#### Tasks and exercises
**1)** In the review of The Acolyte, swap "narrative pace" for "storytelling rhythm" and reproduce the passage from "When I watched" up to and including "down the line.".
**2)** According to the review of The Acolyte, where did the reviewer watch the first two episodes?
**3)** Continue the review of The Acolyte after its last sentence.

#### Quoted passage
===============

When I watched the first two episodes of The Acolyte at the Madrid premiere I praised its cinematography, the fresher elements, and the uniqueness of the murder mystery approach for live action, as we had seen that already in animated form with several The Clone Wars and The Bad Batch story arcs before. I then hoped it'd keep the good narrative pace, and expected it to hide a big twist or two down the line.
However, whereas it kept some of those values, soon enough did it go sour in several key aspects, not just for Star Wars, but for pretty much any series that is supposed to be good and engaging. It felt like the Obi-Wan Kenobi show at times. And not in terms of cinematography, choreography, or production values, no. The Acolyte looks beautiful most of the time, with great art direction, fine use of colour, and exciting shots and cuts. Not to mention some of the best fights since the Ahsoka show, with an added martial arts touch to them. Furthermore, visual quality and care is much better, even if CGI backgrounds become jarringly apparent in some environments.
What The Acolyte shares with Obi-Wan Kenobi is an embarrassing lack of direction and supervision. It shares the absolutely dumb moments, it shares the feeling that some of the episodes have been so horribly cut and calculated that they look like cheap filler no one needed, and it shares the contradiction between taking itself seriously but then not so much, and vice-versa.
It had been marketed as perhaps the darkest thing so far in Star Wars, but then it needed to lean on cartoonish, silly jokes all the way until a certain point to then drop the starkest twist in Episode 5. So stark, so weirdly balanced that it just felt so wrong, so gratis. And at the same time, both that episode, together with Episodes 7-8 as season finale, are the more consistent in terms of storytelling and, well, pure entertainment.

===============

#### Recorded information
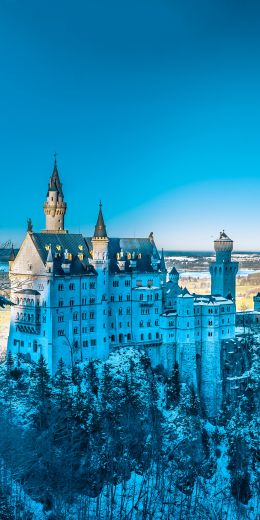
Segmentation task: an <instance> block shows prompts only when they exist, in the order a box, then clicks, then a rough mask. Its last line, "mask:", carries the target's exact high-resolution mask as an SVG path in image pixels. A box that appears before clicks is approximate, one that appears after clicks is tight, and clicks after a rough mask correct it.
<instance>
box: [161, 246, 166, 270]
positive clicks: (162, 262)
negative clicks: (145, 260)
mask: <svg viewBox="0 0 260 520" xmlns="http://www.w3.org/2000/svg"><path fill="white" fill-rule="evenodd" d="M160 270H161V271H162V272H165V271H166V265H165V259H164V252H163V249H162V254H161V261H160Z"/></svg>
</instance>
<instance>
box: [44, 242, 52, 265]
mask: <svg viewBox="0 0 260 520" xmlns="http://www.w3.org/2000/svg"><path fill="white" fill-rule="evenodd" d="M46 262H48V263H53V256H52V250H51V245H50V247H49V251H48V256H47V260H46Z"/></svg>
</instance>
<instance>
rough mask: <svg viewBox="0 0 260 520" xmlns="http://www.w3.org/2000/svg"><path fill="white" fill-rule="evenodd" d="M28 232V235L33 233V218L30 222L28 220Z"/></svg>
mask: <svg viewBox="0 0 260 520" xmlns="http://www.w3.org/2000/svg"><path fill="white" fill-rule="evenodd" d="M27 231H28V233H32V232H33V225H32V219H31V218H28V220H27Z"/></svg>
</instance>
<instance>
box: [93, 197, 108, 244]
mask: <svg viewBox="0 0 260 520" xmlns="http://www.w3.org/2000/svg"><path fill="white" fill-rule="evenodd" d="M94 237H95V238H106V237H107V230H106V226H105V222H104V217H103V212H102V202H101V201H100V203H99V213H98V219H97V223H96V226H95V231H94Z"/></svg>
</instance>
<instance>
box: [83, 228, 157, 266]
mask: <svg viewBox="0 0 260 520" xmlns="http://www.w3.org/2000/svg"><path fill="white" fill-rule="evenodd" d="M86 242H87V244H88V248H89V250H90V251H91V249H92V237H87V238H86ZM121 250H122V251H123V252H124V253H125V258H126V259H125V269H124V272H132V270H133V269H132V267H131V261H132V260H134V261H136V268H135V270H136V271H138V272H144V273H145V272H148V273H153V272H154V269H153V267H152V265H151V262H152V259H155V260H158V262H159V264H160V255H159V253H158V250H157V248H156V246H155V243H154V241H151V240H150V238H149V237H148V238H115V237H112V238H109V242H108V259H109V271H110V272H111V273H119V272H120V269H119V267H118V264H117V262H118V259H117V253H120V252H121ZM128 256H131V258H128ZM159 269H160V267H159Z"/></svg>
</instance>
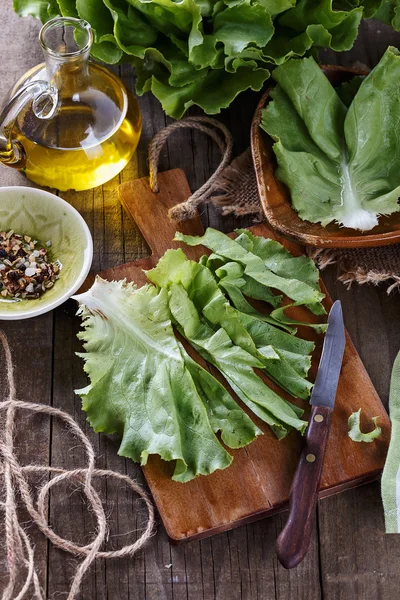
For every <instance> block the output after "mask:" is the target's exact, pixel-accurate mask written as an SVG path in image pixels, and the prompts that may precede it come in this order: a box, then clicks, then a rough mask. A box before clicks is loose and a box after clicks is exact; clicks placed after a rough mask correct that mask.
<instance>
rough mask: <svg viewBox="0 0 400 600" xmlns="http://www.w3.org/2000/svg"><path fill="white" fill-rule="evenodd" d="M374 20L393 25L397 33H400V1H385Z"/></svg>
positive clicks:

===============

#### Exercise responses
**1)**
When I watched the first two episodes of The Acolyte at the Madrid premiere I praised its cinematography, the fresher elements, and the uniqueness of the murder mystery approach for live action, as we had seen that already in animated form with several The Clone Wars and The Bad Batch story arcs before. I then hoped it'd keep the good storytelling rhythm, and expected it to hide a big twist or two down the line.

**2)** At the Madrid premiere.

**3)**
Showrunner Leslye Headland promised us "a lot of emotion, love, and passion", and while I now understand what she meant, for those elements to click the whole show desperately needed better character development. Every single one of them, with no exception, have their moment(s) of illogical takes or suddenly-changing behaviour which breaks what you had come to think of them, or the little attachment you had grown to them so far. And one could say it's to show how they're all human, hesitant, and imperfect, but it's not that, it's just poorly scripted twists.
This includes the two more solid Jedi characters in the shape of Lee Jung-jae's Master Sol and Carrie-Anne Moss's Master Indara, who paint a very clear, convincing picture until they're also caught in weird turns and nonsense. And again, not because they're hiding something, we all know they are, but because they had been directed in a strange manner.
With this dichotomy between "hey that was cool/fresh/interesting" and "what did I just watch" you might even struggle to keep watching until you reach the final episodes, where all the truth shall be revealed. But then it isn't. The runners deliberately leave a bunch of loose ends to be taken care of in The Acolyte: Season 2, which might very well happen despite the negative reactions and reviews. This was after all set at a very interesting moment within the Star Wars' timeline, and even if the series doesn't rely on fan service and references as much as the work by Dave Filoni, it is right there towards the end to link this to the main entries directly, in that very specific way and with those characters fans expected. And this goes beyond the canonical struggle and the otherwise intriguing concept of "The Vergence", which I won't spoil here.
Overall I get and support the main message this series wanted to send. And no, haters, it wasn't about forcing inclusion or pop music into your beloved fiction. It was about fearing the unknown, about how religion can go from powerful to dangerous, about making decisions for the supposed greater good, and about dealing with your own corruption in different ways. And it also gives us one of the best descriptions of the Jedi's arrogance, an ominously foreseeing one at that point. All that hits the mark, just in such awkward and some times artificial ways it doesn't feel real or compelling. And the fact that the main protagonist duo with Amandla Stenberg's Mae/Osha only delivers a couple of believable lines doesn't help.
So "the greatest teacher, failure is", as Master Yoda would say, and we're left with quite a flawed show that, for the umpteenth time, could have been much, much better. Will they learn from that failure while keeping what is good or salvageable? I'm not sure, as some episodes (3, 4, 6) and moments here are so off-putting I fear many won't care anymore. However, with a more diligent tone, with a tighter direction, and without the bits that go against Star Wars' and just narrative logic, I now want to know what happens to a few characters, even if I'm excluding Osha and Mae.